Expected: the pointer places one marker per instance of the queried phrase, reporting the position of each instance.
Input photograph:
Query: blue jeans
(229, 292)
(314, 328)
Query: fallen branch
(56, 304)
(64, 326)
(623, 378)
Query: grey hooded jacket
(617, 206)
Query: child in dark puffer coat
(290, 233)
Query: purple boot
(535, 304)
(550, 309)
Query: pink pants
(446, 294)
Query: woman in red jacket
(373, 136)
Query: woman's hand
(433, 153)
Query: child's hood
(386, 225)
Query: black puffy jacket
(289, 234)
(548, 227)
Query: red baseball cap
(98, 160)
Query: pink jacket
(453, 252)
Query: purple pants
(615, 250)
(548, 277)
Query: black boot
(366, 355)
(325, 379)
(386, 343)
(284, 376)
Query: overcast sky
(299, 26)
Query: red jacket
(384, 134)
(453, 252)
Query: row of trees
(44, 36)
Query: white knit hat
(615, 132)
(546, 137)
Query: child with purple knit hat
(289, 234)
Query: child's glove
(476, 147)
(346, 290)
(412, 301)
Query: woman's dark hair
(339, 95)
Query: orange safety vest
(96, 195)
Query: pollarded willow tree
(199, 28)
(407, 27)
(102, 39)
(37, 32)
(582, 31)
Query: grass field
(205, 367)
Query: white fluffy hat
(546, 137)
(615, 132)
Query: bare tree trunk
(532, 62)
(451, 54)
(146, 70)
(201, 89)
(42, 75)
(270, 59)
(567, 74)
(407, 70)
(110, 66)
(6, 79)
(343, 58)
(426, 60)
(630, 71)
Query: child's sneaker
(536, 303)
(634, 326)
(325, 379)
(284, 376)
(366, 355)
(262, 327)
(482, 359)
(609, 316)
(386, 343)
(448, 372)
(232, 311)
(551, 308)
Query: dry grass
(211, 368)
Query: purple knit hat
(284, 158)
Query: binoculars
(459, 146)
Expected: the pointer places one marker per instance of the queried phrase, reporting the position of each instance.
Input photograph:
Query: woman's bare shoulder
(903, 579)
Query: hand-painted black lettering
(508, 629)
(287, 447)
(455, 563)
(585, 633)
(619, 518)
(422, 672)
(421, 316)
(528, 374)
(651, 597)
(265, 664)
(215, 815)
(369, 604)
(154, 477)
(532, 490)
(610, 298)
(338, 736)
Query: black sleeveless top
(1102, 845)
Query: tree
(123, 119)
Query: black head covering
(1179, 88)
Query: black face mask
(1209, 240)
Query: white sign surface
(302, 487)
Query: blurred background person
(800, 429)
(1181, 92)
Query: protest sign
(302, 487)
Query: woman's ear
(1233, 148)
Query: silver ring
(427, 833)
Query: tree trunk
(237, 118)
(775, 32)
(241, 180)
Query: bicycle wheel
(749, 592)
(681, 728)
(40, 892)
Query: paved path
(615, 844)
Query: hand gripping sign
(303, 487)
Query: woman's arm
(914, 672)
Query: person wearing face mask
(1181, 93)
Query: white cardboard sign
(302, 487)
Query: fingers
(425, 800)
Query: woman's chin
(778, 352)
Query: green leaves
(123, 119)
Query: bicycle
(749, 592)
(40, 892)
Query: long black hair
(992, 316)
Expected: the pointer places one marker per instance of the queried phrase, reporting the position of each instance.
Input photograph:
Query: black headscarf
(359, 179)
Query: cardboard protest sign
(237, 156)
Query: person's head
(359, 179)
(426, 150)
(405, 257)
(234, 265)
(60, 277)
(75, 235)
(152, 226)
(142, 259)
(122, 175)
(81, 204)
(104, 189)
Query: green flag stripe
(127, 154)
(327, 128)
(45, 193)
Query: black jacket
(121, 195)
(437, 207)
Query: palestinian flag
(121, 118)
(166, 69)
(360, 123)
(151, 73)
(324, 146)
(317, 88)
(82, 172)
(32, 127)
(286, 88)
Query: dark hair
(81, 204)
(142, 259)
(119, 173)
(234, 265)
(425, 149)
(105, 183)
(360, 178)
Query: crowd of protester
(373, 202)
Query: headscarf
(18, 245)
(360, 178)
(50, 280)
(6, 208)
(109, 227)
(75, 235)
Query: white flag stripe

= = = = = = =

- Requirement
Nothing but the lines from the one with "Query: green flag stripe" through the end of the data above should be repeated, each exactly as it stands.

- Exercise response
Query: green flag stripe
(127, 154)
(327, 128)
(45, 193)
Query: black jacket
(121, 195)
(437, 207)
Query: palestinian flag
(121, 118)
(166, 69)
(360, 123)
(151, 73)
(324, 146)
(317, 88)
(82, 172)
(32, 127)
(286, 88)
Query: dark hair
(81, 204)
(142, 259)
(119, 173)
(234, 265)
(425, 149)
(105, 183)
(360, 178)
Query: crowd of protester
(373, 202)
Query: headscarf
(18, 245)
(360, 178)
(50, 280)
(6, 208)
(109, 227)
(75, 235)
Query: white flag stripe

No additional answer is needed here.